Supplied text:
^^^^^^^^

Import a private dataset to ETL
This tutorial might be partial or incomplete. Please check with the team if you have questions.
Most of the steps have private versions with -private
suffix (e.g. data-private://...
, walden-private://...
) that remember and enforce a dataset level is_public
flag.
When publishing, the index is public, but tables in the index that are private are only available over s3 with appropriate credentials. owid-catalog-py
is also updated to support these private datasets and supports fetching them over s3 transparently.
Uploading private data to walden
It is possible to upload private data to walden so that only those with S3 credentials would be able to download it.

^^^^^^^^

Data rows:
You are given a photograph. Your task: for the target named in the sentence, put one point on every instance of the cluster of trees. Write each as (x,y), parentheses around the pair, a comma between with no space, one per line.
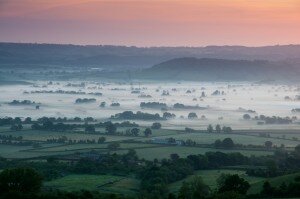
(167,115)
(136,132)
(16,127)
(129,115)
(218,129)
(284,190)
(217,92)
(63,92)
(229,186)
(84,100)
(226,143)
(182,106)
(64,139)
(156,177)
(192,115)
(156,105)
(115,104)
(270,120)
(23,102)
(12,140)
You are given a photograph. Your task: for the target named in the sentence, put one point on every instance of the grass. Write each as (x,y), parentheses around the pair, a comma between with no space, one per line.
(210,178)
(165,151)
(276,181)
(209,138)
(107,183)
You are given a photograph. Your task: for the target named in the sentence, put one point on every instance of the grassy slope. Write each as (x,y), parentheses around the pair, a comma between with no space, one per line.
(257,187)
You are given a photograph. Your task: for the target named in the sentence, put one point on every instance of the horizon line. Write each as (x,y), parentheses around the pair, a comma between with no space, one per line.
(137,46)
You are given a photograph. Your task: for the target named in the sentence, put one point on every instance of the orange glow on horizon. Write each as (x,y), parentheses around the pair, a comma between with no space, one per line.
(155,22)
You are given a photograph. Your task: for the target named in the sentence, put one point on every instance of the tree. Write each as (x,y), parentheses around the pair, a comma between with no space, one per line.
(246,117)
(156,125)
(268,144)
(101,140)
(227,143)
(24,180)
(110,128)
(218,128)
(195,189)
(90,129)
(218,143)
(192,115)
(113,145)
(234,183)
(227,129)
(174,156)
(267,189)
(210,129)
(147,132)
(135,131)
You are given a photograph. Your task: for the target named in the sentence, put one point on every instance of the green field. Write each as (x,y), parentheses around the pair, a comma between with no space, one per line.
(182,151)
(276,181)
(209,138)
(210,177)
(78,182)
(103,183)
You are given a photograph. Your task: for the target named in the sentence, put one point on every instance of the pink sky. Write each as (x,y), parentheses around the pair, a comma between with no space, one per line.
(151,23)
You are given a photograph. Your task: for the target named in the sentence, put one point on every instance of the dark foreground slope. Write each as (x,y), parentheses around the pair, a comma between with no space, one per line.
(221,69)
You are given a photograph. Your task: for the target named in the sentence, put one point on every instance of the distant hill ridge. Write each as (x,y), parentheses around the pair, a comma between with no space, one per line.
(122,57)
(190,68)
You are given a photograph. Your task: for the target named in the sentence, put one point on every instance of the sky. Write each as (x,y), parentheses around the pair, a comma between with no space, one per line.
(151,22)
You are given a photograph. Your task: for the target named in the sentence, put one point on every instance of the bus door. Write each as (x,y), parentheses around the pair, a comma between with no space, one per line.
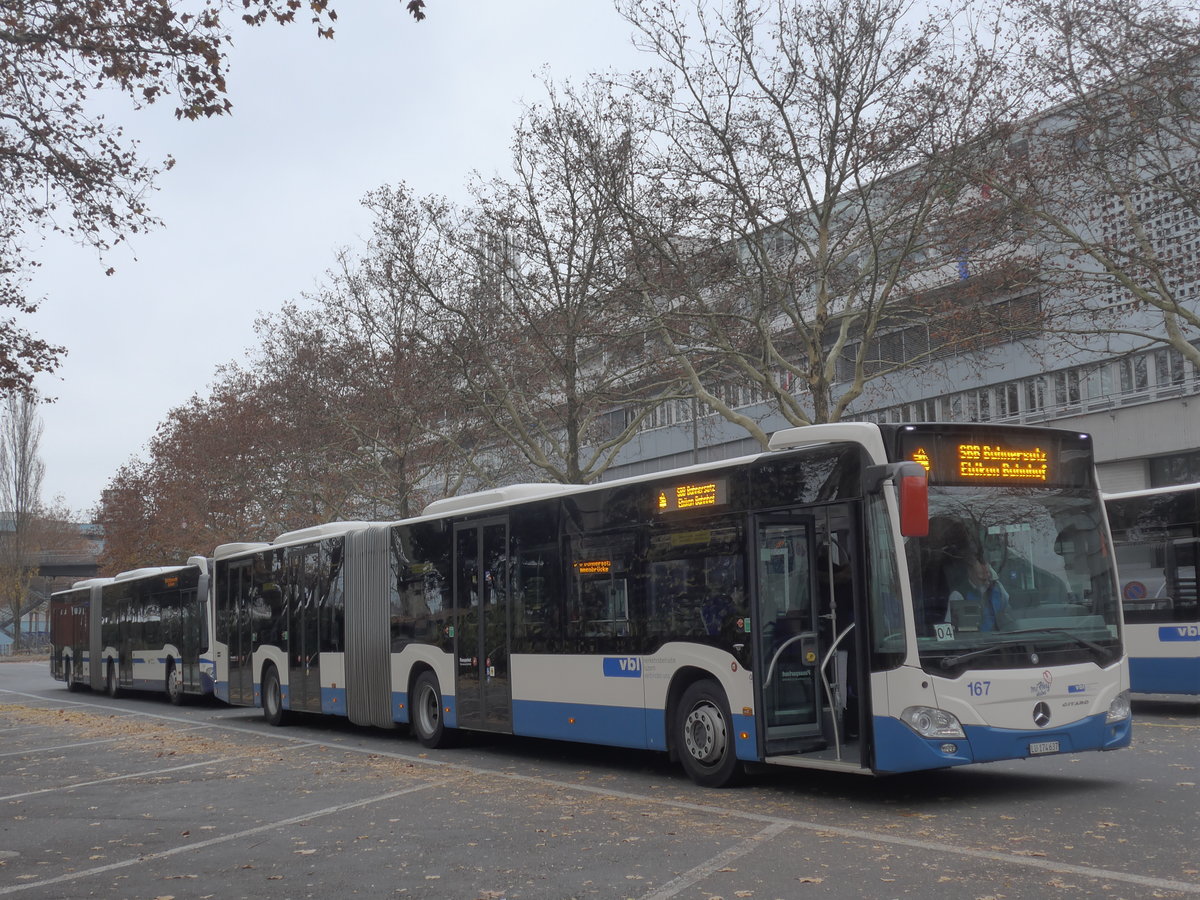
(239,579)
(481,595)
(787,645)
(303,593)
(189,618)
(303,645)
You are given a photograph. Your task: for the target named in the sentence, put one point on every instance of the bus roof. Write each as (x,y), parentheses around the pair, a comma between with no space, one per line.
(1152,492)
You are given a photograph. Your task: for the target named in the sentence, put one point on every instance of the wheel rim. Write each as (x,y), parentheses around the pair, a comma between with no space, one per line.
(427,711)
(705,735)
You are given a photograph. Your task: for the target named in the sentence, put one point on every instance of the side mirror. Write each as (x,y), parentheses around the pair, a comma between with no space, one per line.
(912,491)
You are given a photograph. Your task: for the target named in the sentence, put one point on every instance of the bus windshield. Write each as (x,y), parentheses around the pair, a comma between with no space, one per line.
(1013,576)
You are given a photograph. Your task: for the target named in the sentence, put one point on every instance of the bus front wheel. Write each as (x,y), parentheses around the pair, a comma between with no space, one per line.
(174,684)
(703,736)
(273,697)
(427,721)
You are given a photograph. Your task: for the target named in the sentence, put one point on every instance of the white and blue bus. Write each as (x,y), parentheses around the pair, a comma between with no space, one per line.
(1157,538)
(859,598)
(147,629)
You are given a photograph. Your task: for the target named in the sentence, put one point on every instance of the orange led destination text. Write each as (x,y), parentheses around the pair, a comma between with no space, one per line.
(691,496)
(1003,462)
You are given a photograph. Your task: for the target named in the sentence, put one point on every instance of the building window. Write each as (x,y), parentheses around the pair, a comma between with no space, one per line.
(1008,401)
(1134,375)
(1066,388)
(1036,394)
(1168,367)
(1176,469)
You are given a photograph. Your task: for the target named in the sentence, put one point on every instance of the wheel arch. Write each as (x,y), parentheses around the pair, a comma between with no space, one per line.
(681,682)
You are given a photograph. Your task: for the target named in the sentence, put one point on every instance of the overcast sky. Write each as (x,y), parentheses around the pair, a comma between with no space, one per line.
(258,202)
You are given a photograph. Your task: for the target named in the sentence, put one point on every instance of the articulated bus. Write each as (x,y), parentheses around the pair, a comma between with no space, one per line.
(145,629)
(861,598)
(1157,538)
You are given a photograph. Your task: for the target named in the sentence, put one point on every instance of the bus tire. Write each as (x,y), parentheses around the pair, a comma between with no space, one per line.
(703,736)
(72,684)
(174,684)
(112,683)
(429,724)
(273,697)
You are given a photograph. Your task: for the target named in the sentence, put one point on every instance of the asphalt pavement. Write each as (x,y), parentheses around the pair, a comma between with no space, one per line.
(135,798)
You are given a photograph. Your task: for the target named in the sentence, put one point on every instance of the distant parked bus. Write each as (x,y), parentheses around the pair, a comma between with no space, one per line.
(1157,537)
(861,598)
(145,629)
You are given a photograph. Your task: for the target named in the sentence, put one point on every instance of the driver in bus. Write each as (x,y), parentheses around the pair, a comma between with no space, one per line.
(979,603)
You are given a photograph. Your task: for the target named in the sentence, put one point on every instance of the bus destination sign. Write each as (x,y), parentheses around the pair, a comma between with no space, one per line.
(691,495)
(993,461)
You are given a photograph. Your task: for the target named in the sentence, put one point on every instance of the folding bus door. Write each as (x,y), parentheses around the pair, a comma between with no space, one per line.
(483,688)
(787,635)
(303,643)
(238,611)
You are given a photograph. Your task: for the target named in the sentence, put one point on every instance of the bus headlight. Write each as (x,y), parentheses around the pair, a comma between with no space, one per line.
(1120,708)
(933,723)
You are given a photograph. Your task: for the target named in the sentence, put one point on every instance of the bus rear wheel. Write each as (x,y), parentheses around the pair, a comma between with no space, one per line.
(703,736)
(112,684)
(273,697)
(69,671)
(174,684)
(427,721)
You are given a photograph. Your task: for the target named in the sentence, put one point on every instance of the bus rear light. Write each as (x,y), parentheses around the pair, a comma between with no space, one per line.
(1120,708)
(933,723)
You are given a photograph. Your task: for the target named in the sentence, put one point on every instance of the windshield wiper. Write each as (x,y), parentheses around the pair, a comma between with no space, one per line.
(951,661)
(1104,652)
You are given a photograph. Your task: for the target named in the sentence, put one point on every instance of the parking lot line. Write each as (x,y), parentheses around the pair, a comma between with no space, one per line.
(222,839)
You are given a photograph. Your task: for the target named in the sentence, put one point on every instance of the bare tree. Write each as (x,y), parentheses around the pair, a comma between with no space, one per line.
(525,292)
(21,487)
(63,166)
(792,208)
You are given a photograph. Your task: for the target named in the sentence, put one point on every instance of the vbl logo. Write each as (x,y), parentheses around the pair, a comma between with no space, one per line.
(1179,633)
(622,667)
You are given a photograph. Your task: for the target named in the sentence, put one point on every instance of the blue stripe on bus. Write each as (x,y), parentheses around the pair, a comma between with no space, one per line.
(898,748)
(333,701)
(1170,675)
(612,726)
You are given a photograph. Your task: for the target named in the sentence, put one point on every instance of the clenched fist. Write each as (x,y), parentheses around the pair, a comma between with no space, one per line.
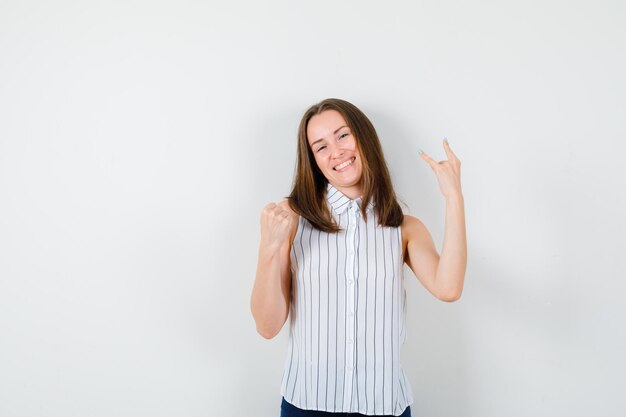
(277,221)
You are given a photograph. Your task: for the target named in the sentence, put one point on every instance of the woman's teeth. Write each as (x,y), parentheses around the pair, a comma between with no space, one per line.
(345,164)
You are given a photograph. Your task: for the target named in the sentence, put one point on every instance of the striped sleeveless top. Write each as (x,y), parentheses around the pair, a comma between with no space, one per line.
(347,315)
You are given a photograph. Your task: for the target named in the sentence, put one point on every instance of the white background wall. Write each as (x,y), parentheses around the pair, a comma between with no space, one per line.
(139,141)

^^^^^^^^

Tasks for this exercise:
- 1) According to the tutorial on importing a private dataset, who can access private tables in the index after publishing?
- 2) Pick up the tutorial on importing a private dataset after its final sentence and keep writing it.

Answers for this exercise:
- 1) Only those with appropriate credentials, over S3.

- 2)
from owid.walden import Dataset
local_file = 'private_test.csv'
metadata = {
'name': 'private_test',
'short_name': 'private_test',
'description': 'testing private walden data',
'source_name': 'test',
'url': 'test',
'license_url': 'test',
'date_accessed': '2022-02-07',
'file_extension': 'csv',
'namespace': 'private',
'publication_year': 2021,
}
# upload the local file to Walden's cache
dataset = Dataset.copy_and_create(local_file, metadata)
# upload it as private file to S3
url = dataset.upload(public=False)
# update PUBLIC walden index with metadata
dataset.save()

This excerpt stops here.